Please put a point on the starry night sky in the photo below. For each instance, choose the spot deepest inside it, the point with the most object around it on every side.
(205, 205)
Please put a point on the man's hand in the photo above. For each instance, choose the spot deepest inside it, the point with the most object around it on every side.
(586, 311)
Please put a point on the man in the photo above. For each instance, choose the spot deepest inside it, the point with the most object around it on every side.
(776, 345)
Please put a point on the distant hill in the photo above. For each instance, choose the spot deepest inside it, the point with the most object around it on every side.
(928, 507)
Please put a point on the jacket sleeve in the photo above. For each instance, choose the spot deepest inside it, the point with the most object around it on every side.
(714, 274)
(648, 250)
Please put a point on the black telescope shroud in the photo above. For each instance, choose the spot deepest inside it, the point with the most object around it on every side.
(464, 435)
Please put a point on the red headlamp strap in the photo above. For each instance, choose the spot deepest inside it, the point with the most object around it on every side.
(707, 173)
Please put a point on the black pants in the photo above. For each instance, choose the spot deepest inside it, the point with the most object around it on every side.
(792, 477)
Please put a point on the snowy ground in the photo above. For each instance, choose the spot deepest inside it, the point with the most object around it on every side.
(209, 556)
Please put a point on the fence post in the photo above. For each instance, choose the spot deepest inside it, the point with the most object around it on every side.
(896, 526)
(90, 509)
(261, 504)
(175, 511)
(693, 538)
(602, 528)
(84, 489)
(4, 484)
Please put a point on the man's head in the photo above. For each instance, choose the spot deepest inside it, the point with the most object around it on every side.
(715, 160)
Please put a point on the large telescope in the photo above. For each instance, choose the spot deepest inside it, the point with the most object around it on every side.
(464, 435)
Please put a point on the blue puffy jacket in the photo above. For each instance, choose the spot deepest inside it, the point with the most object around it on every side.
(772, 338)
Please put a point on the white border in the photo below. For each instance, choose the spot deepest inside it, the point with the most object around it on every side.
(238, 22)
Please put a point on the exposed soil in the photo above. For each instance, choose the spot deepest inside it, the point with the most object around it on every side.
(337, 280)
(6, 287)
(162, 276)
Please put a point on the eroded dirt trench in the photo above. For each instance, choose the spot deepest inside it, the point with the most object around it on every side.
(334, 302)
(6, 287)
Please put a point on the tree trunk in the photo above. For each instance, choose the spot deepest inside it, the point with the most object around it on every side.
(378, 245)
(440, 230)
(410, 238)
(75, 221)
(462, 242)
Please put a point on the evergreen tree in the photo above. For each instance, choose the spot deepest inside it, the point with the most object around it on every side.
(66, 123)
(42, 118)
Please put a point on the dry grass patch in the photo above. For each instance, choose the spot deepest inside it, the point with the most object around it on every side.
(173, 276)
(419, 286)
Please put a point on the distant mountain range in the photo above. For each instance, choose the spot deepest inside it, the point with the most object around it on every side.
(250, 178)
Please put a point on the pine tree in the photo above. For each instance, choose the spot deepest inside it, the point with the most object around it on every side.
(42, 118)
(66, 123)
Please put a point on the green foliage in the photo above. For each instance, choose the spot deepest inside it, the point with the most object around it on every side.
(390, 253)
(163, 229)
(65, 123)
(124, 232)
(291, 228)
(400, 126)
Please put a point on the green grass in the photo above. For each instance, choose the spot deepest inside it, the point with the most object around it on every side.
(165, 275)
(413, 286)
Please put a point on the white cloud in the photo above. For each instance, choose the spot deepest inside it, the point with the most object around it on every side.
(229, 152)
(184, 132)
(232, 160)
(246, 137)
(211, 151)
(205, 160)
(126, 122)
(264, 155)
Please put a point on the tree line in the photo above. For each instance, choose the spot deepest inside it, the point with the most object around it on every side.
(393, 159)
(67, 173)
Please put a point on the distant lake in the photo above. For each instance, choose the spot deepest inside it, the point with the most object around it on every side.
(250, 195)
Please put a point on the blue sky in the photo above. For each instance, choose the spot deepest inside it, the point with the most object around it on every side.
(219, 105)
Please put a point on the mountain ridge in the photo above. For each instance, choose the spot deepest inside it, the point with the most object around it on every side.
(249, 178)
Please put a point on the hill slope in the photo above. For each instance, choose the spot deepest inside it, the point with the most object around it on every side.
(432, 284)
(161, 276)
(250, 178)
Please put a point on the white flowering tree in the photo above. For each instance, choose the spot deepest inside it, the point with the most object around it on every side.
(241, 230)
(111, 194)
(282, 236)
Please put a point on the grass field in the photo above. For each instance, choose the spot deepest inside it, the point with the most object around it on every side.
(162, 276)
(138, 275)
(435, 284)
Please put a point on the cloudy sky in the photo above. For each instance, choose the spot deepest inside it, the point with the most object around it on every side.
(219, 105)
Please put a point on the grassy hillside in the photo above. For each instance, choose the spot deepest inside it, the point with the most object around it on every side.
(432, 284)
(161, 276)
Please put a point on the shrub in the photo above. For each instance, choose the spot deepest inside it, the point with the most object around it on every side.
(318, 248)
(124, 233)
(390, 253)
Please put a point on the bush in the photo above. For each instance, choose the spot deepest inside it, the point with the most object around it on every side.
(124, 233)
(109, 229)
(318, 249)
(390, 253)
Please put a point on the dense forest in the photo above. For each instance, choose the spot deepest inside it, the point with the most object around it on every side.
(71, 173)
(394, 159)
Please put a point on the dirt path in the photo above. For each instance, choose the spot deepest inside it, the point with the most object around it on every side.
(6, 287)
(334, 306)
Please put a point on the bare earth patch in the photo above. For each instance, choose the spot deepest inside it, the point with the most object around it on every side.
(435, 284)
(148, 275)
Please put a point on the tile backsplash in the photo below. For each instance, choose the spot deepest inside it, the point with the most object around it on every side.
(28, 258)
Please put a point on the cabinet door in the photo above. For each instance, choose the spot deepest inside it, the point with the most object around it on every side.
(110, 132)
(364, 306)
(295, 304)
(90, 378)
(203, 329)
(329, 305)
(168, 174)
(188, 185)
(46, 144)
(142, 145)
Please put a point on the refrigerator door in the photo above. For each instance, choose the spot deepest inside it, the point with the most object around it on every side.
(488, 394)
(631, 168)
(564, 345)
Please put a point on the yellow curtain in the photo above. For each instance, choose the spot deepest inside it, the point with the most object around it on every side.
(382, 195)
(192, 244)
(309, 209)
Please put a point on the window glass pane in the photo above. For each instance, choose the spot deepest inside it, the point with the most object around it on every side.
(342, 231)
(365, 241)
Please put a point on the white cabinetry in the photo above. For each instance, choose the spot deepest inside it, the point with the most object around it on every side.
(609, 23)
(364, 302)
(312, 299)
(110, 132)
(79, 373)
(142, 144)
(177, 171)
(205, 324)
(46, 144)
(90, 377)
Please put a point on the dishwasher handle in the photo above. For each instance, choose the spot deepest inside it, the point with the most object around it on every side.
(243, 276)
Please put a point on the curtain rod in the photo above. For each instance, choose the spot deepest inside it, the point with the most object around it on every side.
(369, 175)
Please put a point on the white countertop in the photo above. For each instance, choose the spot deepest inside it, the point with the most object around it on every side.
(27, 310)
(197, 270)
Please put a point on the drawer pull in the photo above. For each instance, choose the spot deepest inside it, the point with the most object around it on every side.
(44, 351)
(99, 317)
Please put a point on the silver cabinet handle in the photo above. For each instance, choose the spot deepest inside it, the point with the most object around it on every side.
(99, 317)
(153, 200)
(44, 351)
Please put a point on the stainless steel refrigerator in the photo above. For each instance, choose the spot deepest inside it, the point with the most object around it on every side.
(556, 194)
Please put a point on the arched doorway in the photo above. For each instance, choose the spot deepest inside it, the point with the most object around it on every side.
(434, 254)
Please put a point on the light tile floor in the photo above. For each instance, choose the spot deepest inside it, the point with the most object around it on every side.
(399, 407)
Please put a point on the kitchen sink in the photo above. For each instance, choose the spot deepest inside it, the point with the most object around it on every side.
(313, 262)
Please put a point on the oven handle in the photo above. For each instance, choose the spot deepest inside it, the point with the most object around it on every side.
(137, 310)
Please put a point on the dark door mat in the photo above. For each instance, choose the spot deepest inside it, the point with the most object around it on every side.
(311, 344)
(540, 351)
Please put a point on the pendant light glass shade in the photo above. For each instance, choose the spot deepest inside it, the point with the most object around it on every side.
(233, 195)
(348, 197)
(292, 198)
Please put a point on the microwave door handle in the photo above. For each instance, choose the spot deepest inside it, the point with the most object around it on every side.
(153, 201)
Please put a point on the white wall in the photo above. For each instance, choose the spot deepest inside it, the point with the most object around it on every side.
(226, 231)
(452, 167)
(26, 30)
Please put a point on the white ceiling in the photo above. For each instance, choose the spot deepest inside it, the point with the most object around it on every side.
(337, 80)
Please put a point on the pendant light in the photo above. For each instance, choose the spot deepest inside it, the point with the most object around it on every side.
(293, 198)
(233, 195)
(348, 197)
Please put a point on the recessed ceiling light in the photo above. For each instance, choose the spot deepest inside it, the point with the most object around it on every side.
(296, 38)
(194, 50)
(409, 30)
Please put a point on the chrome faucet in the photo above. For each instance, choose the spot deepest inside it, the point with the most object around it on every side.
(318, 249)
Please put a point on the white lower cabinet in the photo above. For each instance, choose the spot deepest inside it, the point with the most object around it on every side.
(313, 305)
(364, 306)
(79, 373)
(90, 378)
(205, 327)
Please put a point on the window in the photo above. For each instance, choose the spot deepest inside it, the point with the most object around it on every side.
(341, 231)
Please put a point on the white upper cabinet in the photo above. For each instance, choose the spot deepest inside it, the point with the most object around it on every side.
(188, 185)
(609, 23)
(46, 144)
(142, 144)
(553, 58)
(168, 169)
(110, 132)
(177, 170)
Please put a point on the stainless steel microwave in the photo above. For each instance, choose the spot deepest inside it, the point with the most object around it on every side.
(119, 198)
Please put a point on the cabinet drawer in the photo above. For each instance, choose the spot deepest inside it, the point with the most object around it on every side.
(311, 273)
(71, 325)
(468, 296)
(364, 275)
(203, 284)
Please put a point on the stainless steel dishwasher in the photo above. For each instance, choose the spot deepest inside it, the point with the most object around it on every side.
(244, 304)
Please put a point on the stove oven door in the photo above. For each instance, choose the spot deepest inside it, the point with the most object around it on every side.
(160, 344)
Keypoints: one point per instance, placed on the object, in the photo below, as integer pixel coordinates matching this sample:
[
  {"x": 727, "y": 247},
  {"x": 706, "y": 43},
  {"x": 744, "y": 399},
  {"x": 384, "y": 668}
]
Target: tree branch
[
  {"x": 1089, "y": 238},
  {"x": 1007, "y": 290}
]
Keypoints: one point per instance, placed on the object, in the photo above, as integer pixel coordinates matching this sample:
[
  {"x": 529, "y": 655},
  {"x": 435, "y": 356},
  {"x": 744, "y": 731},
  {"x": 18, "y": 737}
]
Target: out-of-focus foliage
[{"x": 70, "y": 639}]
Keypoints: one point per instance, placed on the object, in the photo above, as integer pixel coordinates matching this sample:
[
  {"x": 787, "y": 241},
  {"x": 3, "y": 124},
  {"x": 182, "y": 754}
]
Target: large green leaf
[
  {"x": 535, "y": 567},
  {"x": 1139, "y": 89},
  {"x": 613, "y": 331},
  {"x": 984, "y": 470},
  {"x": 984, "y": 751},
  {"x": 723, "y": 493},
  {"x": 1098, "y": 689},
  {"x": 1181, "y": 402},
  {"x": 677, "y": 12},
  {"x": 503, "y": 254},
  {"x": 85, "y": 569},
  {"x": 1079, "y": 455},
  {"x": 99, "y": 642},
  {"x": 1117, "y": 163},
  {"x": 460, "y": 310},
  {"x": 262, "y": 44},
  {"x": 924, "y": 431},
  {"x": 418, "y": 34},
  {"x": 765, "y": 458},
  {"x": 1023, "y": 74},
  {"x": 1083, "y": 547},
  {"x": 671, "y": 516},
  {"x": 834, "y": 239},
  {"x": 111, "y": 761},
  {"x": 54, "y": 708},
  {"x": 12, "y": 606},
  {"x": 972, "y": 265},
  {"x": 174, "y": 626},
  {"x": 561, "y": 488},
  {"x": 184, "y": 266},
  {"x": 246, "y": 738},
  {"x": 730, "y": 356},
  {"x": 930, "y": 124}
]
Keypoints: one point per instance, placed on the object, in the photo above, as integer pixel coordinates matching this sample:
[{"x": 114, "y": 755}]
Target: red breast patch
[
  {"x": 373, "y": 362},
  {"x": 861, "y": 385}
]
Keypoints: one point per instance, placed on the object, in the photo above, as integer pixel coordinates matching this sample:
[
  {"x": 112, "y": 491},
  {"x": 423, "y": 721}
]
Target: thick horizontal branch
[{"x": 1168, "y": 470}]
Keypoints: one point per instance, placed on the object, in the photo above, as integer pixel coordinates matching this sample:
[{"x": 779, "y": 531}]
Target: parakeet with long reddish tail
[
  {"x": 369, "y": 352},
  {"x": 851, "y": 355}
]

REQUIRED WORK – Output the line containing "Target: thick horizontal branch" and each line after it through the close of the entries, unchanged and with no other lines.

RESPONSE FOR THIS EXERCISE –
Target: thick horizontal branch
[{"x": 1168, "y": 470}]
Keypoints: one point per instance, placed on the object, in the photo above, as integer pixel coordinates matching this sample:
[{"x": 779, "y": 531}]
Target: parakeet with long reddish tail
[
  {"x": 369, "y": 352},
  {"x": 851, "y": 355}
]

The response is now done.